§ **ACTIONS TO TAKE**
A) Transcribe the passage on antibiotic resistance from "In response to" up to and including "inventions had occurred.".
B) In the passage on antibiotic resistance, what did the IDSA's 2010 initiative call for by 2020?

§ **QUOTED PASSAGE**
The overuse of antibiotics has been debated in the biochemical and medical fields for decades, concern peaking in the last ten years as previously effective antibiotics prove increasingly obsolete against bacterial evolution. Opportunistic microbes can retaliate against our medicine faster with each generation; we produce innovative ways to combat them, but it’s a constant race for advancement.

This conflict has been deemed a crisis by experts and even the beginnings of an “antibiotics apocalypse.” Consequences go beyond an incurable case of Staphylococcus or E. coli – surgical procedures would become infinitely more life-threatening, and the danger of food shortages from infections in livestock would also pose complications. If allowed to continue their rampant evolution, our bacterial adversaries (as opposed to those who benefit us, like our microbiome) could make injuries as innocuous as papercuts potentially lethal.

In response to the bacterial uprising, the Infectious Diseases Society of America (IDSA) proposed in 2010 a “10 x ‘20” initiative that encouraged the scientific community to circumvent any such apocalyptic outcome. They stated that by 2020, it was in the best interests of the U.S. government and pharmaceutical sector to research and produce 10 new and effective antibiotics. Since the late 1980s, no such inventions had occurred.

To assess if research has taken the initiative to relieve our anxiety, we must first address what developments have transpired in the bacterial world following the mass-production of antibiotics.

§ **DATASET EXCERPTS**
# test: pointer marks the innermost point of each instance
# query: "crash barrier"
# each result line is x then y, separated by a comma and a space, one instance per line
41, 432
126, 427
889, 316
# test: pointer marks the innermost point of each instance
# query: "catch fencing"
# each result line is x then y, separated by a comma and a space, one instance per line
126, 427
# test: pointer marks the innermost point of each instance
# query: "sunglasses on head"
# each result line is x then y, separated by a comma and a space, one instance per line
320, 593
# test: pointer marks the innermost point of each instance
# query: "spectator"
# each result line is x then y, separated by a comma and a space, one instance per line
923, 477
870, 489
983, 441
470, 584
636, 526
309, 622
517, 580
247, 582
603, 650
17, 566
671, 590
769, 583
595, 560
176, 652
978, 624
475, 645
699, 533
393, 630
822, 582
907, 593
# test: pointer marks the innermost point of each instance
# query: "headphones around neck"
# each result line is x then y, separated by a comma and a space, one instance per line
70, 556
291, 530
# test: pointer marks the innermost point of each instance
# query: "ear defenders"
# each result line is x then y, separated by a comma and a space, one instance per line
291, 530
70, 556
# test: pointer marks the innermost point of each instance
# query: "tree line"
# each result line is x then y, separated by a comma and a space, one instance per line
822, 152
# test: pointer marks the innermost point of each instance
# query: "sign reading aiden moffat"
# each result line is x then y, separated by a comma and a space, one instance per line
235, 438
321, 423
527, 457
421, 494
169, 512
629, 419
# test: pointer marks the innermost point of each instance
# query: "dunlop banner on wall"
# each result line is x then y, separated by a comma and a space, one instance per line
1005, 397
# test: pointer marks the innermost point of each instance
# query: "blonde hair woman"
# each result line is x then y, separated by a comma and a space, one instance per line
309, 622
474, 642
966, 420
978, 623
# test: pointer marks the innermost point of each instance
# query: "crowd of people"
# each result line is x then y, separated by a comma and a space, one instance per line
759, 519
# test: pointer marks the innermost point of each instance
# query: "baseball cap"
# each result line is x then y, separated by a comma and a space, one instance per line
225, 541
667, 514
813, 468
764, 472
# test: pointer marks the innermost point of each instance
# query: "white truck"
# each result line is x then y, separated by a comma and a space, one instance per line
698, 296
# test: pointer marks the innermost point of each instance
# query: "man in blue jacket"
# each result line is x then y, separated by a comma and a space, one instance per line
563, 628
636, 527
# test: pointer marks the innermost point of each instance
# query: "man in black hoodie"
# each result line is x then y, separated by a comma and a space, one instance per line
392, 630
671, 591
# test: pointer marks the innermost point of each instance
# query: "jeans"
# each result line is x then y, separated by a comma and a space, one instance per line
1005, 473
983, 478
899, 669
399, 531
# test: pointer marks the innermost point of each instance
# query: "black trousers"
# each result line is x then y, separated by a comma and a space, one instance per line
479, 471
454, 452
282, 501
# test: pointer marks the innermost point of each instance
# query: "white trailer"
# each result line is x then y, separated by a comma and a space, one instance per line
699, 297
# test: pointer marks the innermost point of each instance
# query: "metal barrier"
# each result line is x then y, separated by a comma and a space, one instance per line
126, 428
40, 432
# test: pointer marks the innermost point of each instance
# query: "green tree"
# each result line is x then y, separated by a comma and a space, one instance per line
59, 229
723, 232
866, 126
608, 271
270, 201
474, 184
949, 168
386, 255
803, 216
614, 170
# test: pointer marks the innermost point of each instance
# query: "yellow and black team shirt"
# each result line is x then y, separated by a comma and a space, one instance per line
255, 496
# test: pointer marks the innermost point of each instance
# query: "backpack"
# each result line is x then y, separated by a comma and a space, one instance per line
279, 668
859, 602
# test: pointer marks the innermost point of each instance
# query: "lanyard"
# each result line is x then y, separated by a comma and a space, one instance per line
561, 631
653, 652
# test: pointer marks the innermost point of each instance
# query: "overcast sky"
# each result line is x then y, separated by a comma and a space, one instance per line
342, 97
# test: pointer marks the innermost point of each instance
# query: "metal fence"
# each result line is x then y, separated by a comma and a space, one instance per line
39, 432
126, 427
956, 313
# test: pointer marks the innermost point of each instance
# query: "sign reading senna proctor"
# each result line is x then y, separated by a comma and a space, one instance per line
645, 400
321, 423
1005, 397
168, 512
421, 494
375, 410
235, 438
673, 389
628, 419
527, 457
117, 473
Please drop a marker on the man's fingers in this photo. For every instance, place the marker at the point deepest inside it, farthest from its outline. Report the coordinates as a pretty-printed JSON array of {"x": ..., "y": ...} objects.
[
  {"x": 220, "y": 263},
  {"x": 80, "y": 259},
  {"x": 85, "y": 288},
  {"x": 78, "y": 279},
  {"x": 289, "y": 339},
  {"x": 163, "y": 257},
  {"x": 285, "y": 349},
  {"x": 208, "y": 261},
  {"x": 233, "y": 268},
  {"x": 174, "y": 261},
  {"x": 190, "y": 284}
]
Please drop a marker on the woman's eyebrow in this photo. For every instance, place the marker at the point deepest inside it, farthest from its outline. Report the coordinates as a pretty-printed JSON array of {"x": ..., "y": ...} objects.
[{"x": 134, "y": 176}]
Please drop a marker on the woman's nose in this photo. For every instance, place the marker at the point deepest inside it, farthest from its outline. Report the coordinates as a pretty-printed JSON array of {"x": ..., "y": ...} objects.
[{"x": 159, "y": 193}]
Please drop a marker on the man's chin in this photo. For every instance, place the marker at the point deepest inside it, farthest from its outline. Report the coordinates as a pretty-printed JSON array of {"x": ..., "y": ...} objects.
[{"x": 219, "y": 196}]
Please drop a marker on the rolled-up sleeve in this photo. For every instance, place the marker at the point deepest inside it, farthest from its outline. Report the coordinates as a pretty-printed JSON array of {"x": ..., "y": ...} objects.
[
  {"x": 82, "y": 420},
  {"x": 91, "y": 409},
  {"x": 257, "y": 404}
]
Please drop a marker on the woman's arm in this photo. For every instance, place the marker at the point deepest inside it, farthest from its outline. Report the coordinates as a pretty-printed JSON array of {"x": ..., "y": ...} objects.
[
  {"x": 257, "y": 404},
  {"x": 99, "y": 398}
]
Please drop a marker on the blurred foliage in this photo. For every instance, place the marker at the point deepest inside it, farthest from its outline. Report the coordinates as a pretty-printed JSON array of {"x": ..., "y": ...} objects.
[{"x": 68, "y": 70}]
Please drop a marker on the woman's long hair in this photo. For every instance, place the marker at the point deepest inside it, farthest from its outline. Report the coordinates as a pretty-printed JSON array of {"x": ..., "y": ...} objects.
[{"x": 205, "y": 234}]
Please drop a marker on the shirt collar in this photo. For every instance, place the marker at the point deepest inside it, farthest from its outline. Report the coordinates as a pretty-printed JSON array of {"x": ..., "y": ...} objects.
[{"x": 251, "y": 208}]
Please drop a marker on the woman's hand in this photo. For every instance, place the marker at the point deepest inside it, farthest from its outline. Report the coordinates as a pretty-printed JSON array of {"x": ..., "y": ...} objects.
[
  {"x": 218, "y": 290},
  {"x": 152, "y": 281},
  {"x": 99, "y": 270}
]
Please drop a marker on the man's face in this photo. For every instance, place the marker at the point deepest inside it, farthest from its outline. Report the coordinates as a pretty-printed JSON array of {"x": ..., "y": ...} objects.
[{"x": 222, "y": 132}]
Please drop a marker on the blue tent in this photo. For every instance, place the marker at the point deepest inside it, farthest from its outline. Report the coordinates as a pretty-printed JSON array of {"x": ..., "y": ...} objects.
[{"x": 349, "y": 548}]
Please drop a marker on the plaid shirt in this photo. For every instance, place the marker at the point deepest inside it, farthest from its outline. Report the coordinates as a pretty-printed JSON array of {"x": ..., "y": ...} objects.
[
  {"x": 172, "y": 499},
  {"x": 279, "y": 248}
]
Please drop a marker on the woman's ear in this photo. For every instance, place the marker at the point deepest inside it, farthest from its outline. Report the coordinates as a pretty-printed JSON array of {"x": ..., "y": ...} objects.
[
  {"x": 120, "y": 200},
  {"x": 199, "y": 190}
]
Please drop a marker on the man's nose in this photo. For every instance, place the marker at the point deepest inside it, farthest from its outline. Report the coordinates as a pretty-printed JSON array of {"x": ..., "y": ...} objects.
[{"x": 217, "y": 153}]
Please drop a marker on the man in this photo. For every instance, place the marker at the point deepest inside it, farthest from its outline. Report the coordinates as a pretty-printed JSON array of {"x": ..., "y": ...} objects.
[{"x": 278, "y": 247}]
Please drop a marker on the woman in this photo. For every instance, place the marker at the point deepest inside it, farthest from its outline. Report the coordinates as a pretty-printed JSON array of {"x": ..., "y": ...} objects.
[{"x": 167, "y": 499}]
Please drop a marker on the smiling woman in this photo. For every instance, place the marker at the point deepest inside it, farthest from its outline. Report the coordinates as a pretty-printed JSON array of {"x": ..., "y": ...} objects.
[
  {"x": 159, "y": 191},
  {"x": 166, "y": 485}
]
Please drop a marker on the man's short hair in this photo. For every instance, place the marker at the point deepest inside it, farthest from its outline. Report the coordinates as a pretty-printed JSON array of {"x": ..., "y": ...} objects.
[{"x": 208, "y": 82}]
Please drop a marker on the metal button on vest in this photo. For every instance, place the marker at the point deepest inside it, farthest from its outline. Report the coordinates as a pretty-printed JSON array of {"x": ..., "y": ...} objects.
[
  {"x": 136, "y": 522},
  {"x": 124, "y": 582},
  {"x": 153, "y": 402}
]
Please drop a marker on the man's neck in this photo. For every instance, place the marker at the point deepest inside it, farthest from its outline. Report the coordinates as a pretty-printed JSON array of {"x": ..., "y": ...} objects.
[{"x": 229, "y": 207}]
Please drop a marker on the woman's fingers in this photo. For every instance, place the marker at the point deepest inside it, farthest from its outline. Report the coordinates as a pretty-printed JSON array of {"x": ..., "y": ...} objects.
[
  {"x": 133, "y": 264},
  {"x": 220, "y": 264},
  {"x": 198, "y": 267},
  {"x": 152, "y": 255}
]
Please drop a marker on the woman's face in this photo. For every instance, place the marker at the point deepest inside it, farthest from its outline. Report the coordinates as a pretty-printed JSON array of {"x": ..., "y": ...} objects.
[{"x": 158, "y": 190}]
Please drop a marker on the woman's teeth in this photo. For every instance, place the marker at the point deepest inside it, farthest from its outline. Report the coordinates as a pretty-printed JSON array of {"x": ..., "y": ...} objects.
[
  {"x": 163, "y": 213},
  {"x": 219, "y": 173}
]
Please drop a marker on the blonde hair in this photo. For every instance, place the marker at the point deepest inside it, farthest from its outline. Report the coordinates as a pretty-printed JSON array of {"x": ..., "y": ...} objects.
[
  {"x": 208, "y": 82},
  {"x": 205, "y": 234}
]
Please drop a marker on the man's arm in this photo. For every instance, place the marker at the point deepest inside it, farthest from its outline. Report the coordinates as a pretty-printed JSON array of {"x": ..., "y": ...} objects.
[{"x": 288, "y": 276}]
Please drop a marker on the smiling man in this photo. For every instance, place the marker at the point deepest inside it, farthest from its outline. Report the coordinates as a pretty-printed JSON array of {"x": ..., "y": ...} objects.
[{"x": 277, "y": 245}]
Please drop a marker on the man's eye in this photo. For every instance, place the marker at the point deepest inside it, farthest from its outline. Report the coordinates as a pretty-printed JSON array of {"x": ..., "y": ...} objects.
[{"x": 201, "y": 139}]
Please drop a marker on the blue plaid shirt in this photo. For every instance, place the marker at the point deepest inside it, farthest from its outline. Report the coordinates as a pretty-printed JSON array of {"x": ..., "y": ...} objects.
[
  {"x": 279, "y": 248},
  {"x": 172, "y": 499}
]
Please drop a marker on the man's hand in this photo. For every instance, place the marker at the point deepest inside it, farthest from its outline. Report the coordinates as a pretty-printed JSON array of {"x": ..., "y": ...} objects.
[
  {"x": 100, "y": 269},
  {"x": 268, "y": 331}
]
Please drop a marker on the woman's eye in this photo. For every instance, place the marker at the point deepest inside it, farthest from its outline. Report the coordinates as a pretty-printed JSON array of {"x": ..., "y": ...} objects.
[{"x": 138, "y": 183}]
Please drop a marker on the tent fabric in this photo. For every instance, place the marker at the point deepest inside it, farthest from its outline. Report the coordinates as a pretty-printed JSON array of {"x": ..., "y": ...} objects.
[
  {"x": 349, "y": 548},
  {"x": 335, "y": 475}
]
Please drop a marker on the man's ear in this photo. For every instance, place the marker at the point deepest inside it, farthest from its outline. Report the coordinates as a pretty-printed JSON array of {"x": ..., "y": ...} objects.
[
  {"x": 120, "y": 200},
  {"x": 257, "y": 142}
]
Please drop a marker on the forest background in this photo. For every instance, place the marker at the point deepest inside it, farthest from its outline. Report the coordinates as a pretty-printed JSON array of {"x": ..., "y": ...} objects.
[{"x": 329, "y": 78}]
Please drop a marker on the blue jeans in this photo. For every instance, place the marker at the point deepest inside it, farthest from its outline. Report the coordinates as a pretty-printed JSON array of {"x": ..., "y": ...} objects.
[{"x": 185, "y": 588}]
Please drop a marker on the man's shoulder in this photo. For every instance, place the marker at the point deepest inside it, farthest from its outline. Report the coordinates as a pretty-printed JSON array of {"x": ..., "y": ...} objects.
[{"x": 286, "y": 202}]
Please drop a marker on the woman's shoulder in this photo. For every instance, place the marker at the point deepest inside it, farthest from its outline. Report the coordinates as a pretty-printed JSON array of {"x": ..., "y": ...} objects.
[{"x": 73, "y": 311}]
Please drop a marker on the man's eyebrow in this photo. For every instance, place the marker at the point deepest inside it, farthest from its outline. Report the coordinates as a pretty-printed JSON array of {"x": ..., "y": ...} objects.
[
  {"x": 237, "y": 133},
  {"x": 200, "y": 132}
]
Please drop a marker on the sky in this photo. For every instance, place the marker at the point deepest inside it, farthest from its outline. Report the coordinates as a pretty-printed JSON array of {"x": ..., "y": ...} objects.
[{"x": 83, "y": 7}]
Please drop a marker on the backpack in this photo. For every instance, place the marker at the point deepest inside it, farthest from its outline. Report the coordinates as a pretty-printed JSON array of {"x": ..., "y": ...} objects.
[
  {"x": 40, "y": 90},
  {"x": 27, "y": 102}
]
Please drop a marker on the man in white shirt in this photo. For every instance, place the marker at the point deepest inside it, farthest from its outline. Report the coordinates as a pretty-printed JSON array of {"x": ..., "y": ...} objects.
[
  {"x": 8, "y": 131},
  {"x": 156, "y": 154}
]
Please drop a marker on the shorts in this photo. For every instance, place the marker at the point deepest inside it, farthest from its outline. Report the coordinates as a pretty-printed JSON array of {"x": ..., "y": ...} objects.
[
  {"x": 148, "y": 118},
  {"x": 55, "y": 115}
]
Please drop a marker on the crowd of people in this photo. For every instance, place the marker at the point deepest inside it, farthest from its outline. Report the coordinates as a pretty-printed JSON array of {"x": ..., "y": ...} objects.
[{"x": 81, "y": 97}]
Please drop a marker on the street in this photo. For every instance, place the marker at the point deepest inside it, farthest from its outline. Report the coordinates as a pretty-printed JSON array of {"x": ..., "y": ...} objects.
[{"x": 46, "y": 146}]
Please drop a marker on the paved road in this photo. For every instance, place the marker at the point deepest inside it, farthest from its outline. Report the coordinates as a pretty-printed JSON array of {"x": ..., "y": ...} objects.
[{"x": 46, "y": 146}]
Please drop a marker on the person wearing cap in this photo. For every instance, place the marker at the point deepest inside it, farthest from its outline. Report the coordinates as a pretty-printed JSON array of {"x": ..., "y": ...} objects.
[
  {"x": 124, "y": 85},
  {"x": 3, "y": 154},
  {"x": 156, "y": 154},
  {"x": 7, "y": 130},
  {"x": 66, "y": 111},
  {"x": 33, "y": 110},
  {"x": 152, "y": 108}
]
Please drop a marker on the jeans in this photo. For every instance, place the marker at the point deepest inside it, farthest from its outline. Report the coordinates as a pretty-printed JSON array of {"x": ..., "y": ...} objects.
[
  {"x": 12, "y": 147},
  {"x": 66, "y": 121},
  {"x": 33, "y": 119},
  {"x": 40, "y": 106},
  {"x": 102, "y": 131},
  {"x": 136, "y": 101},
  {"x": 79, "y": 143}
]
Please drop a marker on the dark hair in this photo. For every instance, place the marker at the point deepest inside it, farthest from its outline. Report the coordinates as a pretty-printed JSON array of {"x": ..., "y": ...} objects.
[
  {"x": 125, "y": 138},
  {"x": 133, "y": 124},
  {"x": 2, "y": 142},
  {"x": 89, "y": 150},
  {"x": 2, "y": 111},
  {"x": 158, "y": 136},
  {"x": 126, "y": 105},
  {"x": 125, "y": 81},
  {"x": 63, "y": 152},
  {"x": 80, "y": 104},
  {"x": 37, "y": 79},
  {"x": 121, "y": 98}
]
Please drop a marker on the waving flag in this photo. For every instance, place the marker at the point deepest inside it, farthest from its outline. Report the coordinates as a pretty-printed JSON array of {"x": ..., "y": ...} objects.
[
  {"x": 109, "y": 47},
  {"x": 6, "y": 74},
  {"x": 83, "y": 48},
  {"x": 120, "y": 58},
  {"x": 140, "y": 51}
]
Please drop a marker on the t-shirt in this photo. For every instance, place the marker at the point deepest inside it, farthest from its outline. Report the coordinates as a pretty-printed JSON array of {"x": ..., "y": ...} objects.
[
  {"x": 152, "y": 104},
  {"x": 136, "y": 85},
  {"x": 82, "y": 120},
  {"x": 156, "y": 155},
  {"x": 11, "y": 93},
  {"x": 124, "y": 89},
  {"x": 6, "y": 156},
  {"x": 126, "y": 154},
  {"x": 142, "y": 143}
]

§ **SOLUTIONS TO THE PROBLEMS**
A)
In response to the bacterial uprising, the Infectious Diseases Society of America (IDSA) proposed in 2010 a “10 x ‘20” initiative that encouraged the scientific community to circumvent any such apocalyptic outcome. They stated that by 2020, it was in the best interests of the U.S. government and pharmaceutical sector to research and produce 10 new and effective antibiotics. Since the late 1980s, no such inventions had occurred.

B) Research and production of 10 new and effective antibiotics.